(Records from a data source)
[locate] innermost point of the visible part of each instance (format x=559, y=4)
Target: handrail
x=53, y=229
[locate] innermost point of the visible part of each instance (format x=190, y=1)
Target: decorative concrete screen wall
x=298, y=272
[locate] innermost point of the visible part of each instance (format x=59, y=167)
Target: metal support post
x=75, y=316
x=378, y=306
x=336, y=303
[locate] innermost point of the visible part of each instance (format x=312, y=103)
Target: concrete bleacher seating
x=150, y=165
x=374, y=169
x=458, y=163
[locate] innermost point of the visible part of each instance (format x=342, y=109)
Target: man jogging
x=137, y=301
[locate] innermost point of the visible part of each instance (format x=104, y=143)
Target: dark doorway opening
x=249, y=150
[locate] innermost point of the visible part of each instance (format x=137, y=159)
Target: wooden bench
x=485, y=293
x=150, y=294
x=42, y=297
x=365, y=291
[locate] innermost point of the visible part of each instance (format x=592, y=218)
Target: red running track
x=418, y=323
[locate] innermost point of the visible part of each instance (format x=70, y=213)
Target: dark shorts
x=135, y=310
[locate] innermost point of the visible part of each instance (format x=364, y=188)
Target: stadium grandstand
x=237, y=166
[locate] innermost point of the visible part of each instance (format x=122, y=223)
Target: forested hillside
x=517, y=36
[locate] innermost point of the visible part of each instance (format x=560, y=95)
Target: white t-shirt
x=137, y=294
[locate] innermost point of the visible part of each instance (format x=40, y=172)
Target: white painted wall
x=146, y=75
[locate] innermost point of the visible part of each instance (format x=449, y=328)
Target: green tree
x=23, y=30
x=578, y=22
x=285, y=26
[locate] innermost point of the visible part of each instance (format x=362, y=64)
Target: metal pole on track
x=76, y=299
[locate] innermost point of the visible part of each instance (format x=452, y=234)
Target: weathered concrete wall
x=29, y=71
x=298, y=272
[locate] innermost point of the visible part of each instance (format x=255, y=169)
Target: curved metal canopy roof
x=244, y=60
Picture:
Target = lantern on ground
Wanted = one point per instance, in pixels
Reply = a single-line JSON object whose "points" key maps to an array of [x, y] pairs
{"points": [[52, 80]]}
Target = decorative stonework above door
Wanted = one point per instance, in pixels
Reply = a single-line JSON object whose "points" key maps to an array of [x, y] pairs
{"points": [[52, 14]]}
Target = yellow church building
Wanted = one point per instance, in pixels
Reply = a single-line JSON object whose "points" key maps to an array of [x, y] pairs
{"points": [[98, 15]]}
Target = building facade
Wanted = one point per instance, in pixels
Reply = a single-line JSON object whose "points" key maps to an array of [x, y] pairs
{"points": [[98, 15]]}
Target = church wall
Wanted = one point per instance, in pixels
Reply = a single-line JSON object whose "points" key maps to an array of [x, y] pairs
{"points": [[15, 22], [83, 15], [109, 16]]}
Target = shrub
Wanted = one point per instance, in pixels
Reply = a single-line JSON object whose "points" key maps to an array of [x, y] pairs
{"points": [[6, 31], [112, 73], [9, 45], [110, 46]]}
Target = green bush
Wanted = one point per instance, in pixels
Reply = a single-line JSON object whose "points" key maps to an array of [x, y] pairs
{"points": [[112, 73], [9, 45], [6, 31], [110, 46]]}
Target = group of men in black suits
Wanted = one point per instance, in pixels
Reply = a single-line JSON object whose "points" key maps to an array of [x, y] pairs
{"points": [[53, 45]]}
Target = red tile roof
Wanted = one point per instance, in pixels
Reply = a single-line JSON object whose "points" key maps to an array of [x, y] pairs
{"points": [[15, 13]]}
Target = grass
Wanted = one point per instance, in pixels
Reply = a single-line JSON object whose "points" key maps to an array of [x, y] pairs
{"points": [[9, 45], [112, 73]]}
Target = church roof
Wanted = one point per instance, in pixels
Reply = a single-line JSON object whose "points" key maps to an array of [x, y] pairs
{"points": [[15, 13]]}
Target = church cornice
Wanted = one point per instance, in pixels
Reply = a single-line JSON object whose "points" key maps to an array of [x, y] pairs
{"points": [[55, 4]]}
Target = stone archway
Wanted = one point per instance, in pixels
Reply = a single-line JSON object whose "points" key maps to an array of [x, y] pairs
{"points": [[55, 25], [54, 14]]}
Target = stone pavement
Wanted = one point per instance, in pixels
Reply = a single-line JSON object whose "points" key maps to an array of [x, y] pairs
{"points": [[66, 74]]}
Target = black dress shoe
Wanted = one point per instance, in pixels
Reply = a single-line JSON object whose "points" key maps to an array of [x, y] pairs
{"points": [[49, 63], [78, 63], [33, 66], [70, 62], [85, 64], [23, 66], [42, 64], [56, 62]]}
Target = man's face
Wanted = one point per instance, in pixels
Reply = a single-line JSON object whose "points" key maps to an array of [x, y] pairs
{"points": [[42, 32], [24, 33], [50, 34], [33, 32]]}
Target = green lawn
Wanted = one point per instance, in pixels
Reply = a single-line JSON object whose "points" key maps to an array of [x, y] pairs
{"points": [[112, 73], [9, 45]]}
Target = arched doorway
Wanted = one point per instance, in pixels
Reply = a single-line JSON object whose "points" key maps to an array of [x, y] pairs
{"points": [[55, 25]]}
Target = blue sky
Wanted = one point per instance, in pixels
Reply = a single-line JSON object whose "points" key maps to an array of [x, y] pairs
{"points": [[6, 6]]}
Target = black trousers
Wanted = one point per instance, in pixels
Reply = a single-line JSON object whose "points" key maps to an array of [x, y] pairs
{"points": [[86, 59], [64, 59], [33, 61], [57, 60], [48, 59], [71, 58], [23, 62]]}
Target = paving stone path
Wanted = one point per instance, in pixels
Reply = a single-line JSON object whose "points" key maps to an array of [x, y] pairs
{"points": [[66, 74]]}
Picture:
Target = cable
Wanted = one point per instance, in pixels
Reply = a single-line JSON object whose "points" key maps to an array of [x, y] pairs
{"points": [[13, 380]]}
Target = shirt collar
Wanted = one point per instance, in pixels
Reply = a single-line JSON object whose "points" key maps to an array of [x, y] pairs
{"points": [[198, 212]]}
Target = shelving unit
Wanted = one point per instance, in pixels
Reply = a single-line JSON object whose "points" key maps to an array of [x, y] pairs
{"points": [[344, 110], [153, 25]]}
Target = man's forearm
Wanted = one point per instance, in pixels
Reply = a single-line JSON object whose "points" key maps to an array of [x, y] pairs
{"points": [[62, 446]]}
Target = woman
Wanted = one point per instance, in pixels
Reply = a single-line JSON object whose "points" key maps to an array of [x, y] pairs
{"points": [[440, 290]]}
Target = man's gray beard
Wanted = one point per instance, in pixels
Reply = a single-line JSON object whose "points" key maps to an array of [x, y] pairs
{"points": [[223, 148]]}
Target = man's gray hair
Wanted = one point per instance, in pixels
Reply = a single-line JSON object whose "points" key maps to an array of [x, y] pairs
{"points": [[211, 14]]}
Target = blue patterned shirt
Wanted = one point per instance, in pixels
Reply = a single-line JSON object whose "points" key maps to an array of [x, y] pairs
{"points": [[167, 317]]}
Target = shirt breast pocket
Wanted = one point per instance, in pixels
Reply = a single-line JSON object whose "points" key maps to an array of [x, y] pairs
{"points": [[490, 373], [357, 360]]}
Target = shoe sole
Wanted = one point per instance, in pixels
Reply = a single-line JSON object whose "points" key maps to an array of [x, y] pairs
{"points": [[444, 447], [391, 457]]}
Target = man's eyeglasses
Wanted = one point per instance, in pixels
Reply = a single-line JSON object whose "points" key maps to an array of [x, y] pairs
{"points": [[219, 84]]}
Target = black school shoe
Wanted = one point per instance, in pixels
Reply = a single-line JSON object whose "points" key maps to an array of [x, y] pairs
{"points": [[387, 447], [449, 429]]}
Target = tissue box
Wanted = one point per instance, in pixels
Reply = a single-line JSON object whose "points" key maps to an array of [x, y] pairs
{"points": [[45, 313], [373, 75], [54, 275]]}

**TASK TO CARRY OUT**: Only the lines above starting with the one with "(format x=137, y=159)" and going through the one with "Target = decorative stonework above door" are to be copied, word for word and with both ends kept.

**RESULT OF THE TASK**:
[locate] innermost point of the visible part of each instance (format x=137, y=159)
Target: wooden bench
x=485, y=293
x=150, y=294
x=42, y=297
x=365, y=291
[locate] innermost point of the visible part of each instance (format x=592, y=218)
Target: red running track
x=418, y=323
[locate] innermost point of the visible part of each instance (format x=70, y=213)
Target: dark shorts
x=135, y=310
[locate] innermost point of the visible part of each instance (format x=364, y=188)
Target: stadium grandstand
x=237, y=166
[locate] innermost point of the visible part of each instance (format x=122, y=223)
Target: forested hillside
x=517, y=36
[locate] innermost point of the visible part of each instance (format x=560, y=95)
Target: white t-shirt
x=137, y=294
[locate] innermost point of the visible part of each instance (format x=40, y=172)
Target: white painted wall
x=146, y=75
[locate] innermost point of the visible part of each instance (format x=449, y=328)
Target: green tree
x=23, y=30
x=578, y=22
x=285, y=26
[locate] innermost point of the visible part of each instance (format x=362, y=64)
Target: metal pole on track
x=76, y=299
[locate] innermost point of the visible part of each instance (format x=452, y=234)
Target: weathered concrete wall
x=29, y=71
x=298, y=272
[locate] innermost point of the visible part of each instance (format x=255, y=169)
Target: curved metal canopy roof
x=244, y=60
Picture:
Target = lantern on ground
Wanted = one point per instance, in pixels
Reply = a single-line JSON object whose "points" key maps to an array of [x, y] pairs
{"points": [[52, 80]]}
Target = decorative stonework above door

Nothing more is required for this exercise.